- [Exercise directions] Everything from the line containing "of the long" through the last line of the records must be returned verbatim, and nothing outside that range.

# # # # #

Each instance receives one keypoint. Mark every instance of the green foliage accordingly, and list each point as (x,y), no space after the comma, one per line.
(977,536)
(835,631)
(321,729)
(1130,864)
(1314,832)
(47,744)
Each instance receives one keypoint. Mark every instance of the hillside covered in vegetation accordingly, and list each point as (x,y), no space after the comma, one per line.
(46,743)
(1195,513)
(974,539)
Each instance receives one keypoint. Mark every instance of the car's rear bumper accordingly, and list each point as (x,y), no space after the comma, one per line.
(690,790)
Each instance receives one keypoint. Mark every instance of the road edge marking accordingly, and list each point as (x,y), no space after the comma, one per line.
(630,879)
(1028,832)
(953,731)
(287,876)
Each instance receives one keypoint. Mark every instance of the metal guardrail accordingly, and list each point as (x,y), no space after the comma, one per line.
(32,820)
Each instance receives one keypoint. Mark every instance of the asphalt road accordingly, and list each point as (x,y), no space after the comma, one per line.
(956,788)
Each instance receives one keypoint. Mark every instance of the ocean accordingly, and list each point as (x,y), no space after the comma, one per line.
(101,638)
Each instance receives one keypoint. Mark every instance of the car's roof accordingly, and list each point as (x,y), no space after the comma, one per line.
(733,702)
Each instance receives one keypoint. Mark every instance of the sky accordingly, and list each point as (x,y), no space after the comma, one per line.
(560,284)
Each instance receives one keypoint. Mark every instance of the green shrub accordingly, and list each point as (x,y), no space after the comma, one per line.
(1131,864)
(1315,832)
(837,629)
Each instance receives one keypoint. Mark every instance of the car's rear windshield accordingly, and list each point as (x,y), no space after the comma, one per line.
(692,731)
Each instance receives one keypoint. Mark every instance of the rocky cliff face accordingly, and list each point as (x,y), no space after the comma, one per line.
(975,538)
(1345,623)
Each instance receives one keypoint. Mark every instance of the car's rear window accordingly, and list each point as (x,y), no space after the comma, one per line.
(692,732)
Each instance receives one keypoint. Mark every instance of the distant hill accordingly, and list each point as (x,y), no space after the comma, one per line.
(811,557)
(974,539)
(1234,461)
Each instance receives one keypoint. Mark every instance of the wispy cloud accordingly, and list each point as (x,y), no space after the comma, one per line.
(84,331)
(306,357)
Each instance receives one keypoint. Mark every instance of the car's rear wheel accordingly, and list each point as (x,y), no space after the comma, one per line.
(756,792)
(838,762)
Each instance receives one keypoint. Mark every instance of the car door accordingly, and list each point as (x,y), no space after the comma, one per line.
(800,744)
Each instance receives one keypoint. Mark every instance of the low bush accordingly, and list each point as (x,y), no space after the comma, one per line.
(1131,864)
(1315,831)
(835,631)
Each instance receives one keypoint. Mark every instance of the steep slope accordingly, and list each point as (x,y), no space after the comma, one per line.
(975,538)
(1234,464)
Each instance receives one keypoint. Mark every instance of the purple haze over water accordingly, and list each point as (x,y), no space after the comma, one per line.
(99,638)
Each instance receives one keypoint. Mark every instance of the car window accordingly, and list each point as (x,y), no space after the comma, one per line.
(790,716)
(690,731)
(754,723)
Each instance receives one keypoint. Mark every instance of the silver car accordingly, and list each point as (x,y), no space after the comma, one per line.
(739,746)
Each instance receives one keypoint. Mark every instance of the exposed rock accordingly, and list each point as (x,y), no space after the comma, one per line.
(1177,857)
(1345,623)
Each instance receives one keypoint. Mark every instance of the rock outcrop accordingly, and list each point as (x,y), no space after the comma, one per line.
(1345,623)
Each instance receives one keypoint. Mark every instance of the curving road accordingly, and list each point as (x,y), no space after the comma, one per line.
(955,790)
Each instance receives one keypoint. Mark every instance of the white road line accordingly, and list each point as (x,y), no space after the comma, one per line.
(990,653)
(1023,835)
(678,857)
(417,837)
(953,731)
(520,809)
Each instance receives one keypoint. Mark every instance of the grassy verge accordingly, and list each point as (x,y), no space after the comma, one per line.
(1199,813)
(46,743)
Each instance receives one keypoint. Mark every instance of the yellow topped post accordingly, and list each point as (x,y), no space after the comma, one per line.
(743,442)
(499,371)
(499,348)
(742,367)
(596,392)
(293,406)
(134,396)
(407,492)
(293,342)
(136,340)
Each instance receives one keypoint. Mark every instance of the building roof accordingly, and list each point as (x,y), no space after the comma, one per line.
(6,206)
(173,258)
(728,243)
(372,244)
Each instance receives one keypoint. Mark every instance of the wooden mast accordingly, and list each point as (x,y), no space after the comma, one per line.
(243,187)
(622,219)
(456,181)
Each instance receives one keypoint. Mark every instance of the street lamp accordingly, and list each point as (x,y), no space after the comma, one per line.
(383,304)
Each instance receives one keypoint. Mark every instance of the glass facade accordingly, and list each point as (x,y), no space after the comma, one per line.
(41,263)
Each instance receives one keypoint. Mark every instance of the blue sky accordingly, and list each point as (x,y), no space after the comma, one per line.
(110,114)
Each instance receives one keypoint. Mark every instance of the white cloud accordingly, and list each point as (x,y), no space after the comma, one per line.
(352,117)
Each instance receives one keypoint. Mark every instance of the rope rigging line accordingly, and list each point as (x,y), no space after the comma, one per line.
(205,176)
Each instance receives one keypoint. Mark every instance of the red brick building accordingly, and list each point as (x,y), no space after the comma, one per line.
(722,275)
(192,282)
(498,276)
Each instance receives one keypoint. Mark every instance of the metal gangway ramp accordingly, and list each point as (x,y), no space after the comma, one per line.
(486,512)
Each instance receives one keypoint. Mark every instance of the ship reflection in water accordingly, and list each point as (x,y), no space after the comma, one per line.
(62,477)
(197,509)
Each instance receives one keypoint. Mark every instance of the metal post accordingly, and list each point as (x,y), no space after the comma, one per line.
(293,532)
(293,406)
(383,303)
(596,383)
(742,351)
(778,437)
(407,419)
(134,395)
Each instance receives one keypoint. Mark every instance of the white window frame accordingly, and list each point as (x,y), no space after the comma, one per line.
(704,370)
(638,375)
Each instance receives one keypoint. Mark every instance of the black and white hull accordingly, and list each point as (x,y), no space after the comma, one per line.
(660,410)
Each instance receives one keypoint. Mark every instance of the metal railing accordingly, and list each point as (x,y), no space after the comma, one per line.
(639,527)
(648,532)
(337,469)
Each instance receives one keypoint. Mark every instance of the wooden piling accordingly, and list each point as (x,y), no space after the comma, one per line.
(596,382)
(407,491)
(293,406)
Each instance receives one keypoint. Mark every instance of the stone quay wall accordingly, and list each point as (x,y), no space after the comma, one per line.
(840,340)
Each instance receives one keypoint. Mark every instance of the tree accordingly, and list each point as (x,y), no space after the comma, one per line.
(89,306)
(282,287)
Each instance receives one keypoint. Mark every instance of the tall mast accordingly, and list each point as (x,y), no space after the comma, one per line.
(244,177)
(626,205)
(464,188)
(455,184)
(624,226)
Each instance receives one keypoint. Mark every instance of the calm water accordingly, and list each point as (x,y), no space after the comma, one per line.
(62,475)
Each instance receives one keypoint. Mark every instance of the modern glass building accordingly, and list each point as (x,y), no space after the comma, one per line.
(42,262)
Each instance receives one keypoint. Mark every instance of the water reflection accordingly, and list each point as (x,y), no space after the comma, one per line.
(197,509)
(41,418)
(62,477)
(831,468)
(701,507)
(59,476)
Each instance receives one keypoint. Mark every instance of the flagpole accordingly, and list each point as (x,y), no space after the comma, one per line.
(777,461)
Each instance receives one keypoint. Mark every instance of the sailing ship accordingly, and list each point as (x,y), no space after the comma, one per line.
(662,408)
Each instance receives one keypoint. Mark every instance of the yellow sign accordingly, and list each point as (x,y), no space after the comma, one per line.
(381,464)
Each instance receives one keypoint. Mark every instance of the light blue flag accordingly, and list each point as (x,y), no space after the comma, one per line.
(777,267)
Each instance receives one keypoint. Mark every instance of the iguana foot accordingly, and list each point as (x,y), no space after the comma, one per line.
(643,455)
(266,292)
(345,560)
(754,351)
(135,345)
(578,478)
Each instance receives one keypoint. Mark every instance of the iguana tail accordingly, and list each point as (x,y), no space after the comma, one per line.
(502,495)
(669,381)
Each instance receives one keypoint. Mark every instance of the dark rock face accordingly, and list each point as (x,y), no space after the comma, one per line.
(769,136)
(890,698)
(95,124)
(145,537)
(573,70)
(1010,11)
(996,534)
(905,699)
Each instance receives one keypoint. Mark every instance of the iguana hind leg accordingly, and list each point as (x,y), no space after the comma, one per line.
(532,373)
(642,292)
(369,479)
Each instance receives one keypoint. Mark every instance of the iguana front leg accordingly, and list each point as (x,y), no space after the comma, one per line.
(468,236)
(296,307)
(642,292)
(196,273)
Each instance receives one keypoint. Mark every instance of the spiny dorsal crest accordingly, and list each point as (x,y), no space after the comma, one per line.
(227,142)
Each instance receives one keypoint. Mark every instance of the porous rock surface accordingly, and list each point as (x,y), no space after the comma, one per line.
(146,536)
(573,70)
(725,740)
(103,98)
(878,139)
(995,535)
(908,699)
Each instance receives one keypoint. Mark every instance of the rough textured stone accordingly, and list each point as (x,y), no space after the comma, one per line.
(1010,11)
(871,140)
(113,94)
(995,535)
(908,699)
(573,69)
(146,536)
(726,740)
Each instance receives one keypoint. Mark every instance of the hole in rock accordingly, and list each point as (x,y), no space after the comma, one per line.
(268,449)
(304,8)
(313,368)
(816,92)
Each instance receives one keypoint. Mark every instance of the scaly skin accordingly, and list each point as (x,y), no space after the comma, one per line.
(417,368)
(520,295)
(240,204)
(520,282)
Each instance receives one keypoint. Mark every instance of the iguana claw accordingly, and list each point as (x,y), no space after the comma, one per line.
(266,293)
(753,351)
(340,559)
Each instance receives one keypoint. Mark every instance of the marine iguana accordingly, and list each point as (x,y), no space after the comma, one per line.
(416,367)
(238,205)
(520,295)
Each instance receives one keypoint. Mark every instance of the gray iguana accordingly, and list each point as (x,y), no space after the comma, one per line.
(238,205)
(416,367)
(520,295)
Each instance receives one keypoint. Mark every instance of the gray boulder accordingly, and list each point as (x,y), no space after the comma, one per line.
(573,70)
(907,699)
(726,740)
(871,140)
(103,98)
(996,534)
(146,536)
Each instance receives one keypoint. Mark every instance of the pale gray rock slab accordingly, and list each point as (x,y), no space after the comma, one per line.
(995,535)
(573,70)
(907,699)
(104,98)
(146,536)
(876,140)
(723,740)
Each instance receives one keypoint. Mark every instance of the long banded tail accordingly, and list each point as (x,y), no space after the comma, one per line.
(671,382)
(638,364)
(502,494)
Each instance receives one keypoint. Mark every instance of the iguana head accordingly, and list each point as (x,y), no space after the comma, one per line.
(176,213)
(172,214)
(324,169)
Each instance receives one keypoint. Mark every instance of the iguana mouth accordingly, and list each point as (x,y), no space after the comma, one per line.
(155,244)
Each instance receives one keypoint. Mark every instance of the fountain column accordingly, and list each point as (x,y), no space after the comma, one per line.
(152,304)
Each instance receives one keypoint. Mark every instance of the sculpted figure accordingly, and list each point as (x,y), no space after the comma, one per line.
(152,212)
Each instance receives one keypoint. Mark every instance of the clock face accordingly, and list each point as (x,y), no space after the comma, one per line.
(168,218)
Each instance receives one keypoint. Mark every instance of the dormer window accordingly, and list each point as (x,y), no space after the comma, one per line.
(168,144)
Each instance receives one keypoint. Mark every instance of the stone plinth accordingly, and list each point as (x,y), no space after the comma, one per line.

# # # # #

- [Answer for the task]
Each instance receives one keypoint. Mark every instance of the long banded tail accordingly, and list each point as (x,y), no space after the comma, one per line.
(671,382)
(638,364)
(502,494)
Each instance receives one keypoint. Mark every instance of the iguana head accordingly, and list each point as (x,y), no space after the comma, one per line.
(176,213)
(172,214)
(324,169)
Each instance receives one keypoint. Mark every instance of the iguana mouth accordingly, and list each point as (x,y), no space after the comma, one per line.
(155,244)
Each instance receives one keypoint. Mark every instance of the fountain column accordingly, and list each point as (x,y), no space after the comma, one per line.
(152,304)
Each instance receives one keypoint. Mark every instance of the sculpted figure accordingly, and list each point as (x,y), no space after the comma, one per line.
(152,212)
Each instance receives one keypoint. Mark every instance of the clock face accordingly, and list each point as (x,y), no space after the comma, one per line.
(168,218)
Each instance receives one keypoint. Mark every instance of the dormer window accordingly, and list each point as (x,y), no space after the comma, one per line.
(168,144)
Each instance receives one keypoint. Mark every instance of the stone plinth accordingly, and list each point as (x,y), no space after the comma, one per line.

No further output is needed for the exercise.